The biggest “bad” was that I lost one of my 40 pound aluminum vertical propane tanks. Luckily no one was hurt, but it was brand new, full, and the replacements cost $200 (without the fuel). The weird (lucky) thing is that only ONE tank fell out. They were mounted correctly using the t-bar screw down holding system, but the failing point was a weak cotter pin holding the vertical bar in place (in retrospect, we should have used a bolt, perhaps even drilled a larger hole for a stronger cross-bolt, but the existing hole was really tiny, so we used a cotter pin that eventually failed). After a bit of bumping (well… many hundreds of miles), the cotter pin began to bend and slip within the cylinder that holds the vertical support, thus allowing the tanks to rattle free.

### GIVEN DATA:

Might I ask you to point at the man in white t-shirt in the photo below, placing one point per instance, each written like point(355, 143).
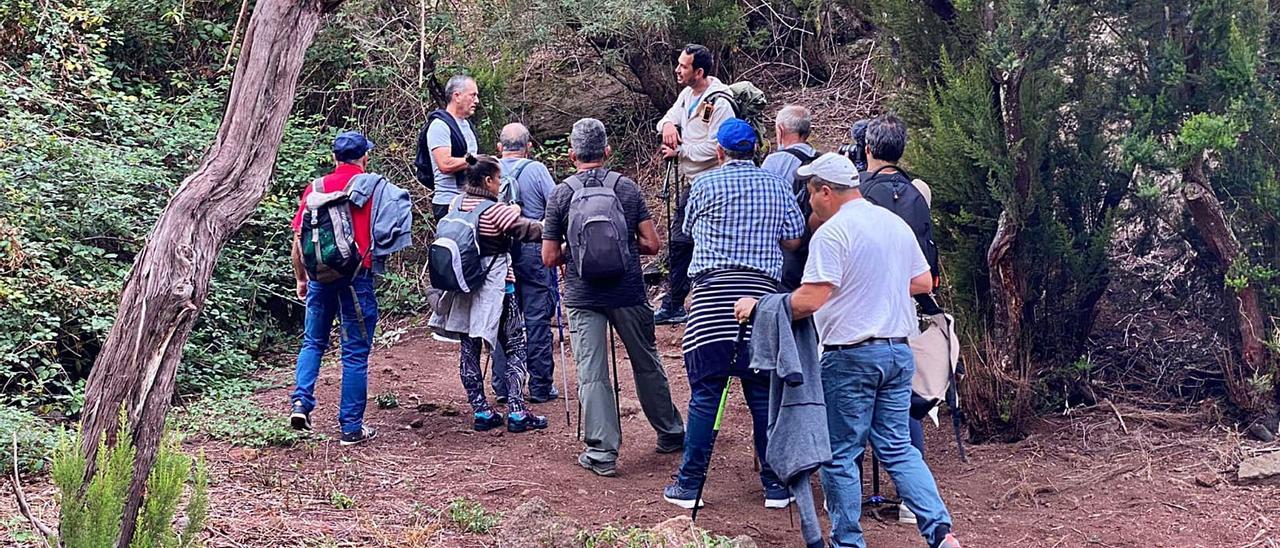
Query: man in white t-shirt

--

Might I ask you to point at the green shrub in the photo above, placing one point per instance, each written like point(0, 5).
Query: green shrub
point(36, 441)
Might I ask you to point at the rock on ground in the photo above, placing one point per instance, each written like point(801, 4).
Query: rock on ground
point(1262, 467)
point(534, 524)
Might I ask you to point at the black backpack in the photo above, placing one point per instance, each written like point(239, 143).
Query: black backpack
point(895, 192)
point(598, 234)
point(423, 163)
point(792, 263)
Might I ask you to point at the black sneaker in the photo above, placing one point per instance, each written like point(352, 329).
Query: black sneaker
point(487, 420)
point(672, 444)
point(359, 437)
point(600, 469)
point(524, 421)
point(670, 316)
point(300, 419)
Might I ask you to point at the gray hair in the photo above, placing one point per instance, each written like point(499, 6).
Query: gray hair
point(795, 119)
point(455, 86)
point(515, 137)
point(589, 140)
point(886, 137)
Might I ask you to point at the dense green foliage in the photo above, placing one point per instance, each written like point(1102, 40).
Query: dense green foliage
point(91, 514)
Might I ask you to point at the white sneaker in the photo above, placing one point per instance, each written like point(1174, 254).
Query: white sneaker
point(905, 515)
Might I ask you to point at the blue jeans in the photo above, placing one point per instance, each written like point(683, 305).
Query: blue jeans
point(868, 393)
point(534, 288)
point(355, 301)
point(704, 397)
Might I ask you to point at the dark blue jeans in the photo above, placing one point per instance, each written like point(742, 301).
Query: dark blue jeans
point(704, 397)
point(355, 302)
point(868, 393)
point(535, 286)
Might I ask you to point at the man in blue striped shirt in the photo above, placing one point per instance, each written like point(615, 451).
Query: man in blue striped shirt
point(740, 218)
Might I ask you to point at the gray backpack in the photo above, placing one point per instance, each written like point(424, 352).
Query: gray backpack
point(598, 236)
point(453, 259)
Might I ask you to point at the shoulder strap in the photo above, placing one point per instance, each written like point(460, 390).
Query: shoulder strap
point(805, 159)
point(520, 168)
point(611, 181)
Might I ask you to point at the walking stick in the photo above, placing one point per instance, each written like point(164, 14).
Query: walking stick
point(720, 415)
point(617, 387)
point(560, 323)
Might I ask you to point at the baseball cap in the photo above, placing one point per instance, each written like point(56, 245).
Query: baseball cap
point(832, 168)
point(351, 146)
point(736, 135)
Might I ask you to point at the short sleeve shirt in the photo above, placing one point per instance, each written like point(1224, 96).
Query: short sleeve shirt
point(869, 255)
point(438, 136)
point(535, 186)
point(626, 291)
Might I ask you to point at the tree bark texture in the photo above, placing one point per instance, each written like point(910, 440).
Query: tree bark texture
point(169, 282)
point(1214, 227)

### WHAT IS NEEDED:
Carry on the account of the lost propane tank, starting right after its last sentence.

### REPLY TO THE TASK:
I still can’t believe the tank fell in such a way that I didn’t even notice it was gone ’til I stopped for gas. How did it NOT hit the tow vehicle or Airstream?! How did it NOT hit another car (luckily there’s no one on the road in Kansas at 3am)?! How did it not EXPLODE in the absolute dark of the Black Kansas Night in some kind of Jerry Bruckheimer glory?!
At first I thought it must have been stolen by a meth head, but in going over the situation again and again in my mind I realize it was missing as soon as I pulled up to the pump, so there wouldn’t have been enough time for a theft. Good to note though… these things should really be locked down so nobody can snag them. They are pricey in the first place, and the larger 40 pound tanks are “extra-special” to crank heads, who use propane tanks to hold the anhydrous ammonia used in the production of their product.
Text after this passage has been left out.